[Coordinate annotation records]
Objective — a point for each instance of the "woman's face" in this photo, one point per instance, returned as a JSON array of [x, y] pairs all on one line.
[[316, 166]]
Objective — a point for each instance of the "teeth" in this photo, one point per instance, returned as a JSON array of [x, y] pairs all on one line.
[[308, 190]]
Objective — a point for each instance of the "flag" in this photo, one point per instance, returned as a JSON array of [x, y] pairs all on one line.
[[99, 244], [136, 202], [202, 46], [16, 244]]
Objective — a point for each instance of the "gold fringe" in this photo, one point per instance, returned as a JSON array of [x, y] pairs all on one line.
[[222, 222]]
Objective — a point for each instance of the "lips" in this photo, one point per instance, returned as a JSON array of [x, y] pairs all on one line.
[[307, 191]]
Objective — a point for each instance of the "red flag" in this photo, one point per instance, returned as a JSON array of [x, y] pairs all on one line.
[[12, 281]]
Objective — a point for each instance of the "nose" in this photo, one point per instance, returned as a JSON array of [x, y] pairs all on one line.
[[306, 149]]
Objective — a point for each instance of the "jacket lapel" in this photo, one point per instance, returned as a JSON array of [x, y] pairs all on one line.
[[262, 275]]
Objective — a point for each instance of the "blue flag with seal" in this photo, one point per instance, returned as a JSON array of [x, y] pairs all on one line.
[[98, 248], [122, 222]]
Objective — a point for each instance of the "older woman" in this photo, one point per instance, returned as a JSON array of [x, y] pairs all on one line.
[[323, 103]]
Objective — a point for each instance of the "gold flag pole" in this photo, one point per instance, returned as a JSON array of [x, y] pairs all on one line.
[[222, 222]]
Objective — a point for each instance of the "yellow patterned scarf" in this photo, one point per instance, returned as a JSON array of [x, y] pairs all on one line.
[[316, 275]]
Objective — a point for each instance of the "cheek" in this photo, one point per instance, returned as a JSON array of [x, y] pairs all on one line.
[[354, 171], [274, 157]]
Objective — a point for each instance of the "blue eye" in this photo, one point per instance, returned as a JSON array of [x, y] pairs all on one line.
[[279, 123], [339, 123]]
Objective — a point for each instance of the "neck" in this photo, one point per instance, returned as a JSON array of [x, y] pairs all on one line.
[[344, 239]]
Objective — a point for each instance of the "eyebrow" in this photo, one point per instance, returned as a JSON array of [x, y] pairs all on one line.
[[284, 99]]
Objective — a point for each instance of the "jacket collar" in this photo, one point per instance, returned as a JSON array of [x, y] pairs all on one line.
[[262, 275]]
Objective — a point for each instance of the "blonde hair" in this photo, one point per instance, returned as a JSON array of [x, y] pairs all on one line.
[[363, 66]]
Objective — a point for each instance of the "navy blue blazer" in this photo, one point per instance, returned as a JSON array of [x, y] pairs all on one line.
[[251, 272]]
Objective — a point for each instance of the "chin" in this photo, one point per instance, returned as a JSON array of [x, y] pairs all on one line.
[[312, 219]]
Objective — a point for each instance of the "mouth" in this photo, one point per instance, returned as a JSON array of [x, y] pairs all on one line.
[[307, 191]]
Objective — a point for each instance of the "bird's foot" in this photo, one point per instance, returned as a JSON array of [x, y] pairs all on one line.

§ **Objective**
Copy out verbatim the lines of the listing above, starting with its first line and continuing through the line that contains "[[99, 244], [136, 202], [202, 46], [16, 244]]".

§ **Exercise output**
Objective — a point for each instance of the "woman's face" in this photo, one point per instance, returned as a JSON array of [x, y] pairs all on one line.
[[316, 166]]
Objective — a point for each instance of the "teeth" in this photo, one point per instance, returned as a JSON array of [x, y] pairs all on one line.
[[308, 190]]
Objective — a point for each instance of the "flag" in this photo, one point per instance, returned as a JSON array of [x, y] pairs all on one line.
[[99, 244], [136, 202], [202, 46], [16, 244]]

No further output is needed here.